---------- Okuma metni

Gökhan Şen: Sanki Netflix'te dizi izledik
Bugün akademisyenlerin 'Bu suça ortak olmayacağız' bildirisine imza atmalarının 4'ncü yılı. Akademisyenler bildiriye neden imza attıklarını, ihraç edildikten sonra neler yaşadıklarını anlattı. 15 yıl akademisyenlik yapan, Eskişehir Anadolu Üniversitesi'nden ihraç edilen Anayasa hukukçusu İlker Gökhan Şen ihraç sonrası için, "Sanki Netflix'te dizi izliyoruz ve bu bölümün de böyle olması gerekiyormuş... İzleyelim bakalım ne olacak diye bekledik" diyor.

--------------------

_Yapılacak iş:_
"Bu suça ortak olmayacağız" bildirisine imza atan akademisyenleri anlatan okuma metninin devamını, son cümleden sonrasından başlayarak yazın.

---------- Eldeki veriler

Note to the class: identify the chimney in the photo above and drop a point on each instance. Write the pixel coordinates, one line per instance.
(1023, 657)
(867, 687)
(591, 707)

--------------------

_Yanıt:_
DUVAR - Kürt kentlerinde yaşanan hak ihlallerinin son bulması ve çatışmalı sürecin sona erdirilmesi için 1128 akademisyenin 'Bu suça ortak olmayacağız' adlı bildiriye imza atmalarının üzerinden 4 yıl geçti. Cumhurbaşkanı Tayyip Erdoğan, bildiriye imza atanlar için o dönem, 'müsvedde', 'karanlık', 'zalim' gibi ifadeler kullanmıştı. Aradan geçen 4 yıl içerisinde Barış Akademisyenleri üniversitelerden ihraç edildi, pasaportlarına tahdit konuldu, haklarında dava açıldı... Anayasa Mahkemesi bildiri için 'ifade özgürlüğü' kararı verdi. AYM’nin bu kararının ardından yaklaşık 200 akademisyen beraat etti. Bazı mahkemeler devam eden davaların duruşmalarını bile beklemeden dosya üzerinden beraat kararları vermeye başladı. Bazı akademisyenlere beraat ettikleri haberi SMS mesajlarıyla bildirildi. Akademisyenler şimdi de görev yaptıkları üniversitelere dönmeyi ve öğrencilerine kavuşmayı bekliyor...
Akademisyenlerle bildiriye neden imza attıklarını, ihraç süreçlerini ve sonrasında hayatlarına nasıl devam ettiklerine dair birçok konuyu konuştuk.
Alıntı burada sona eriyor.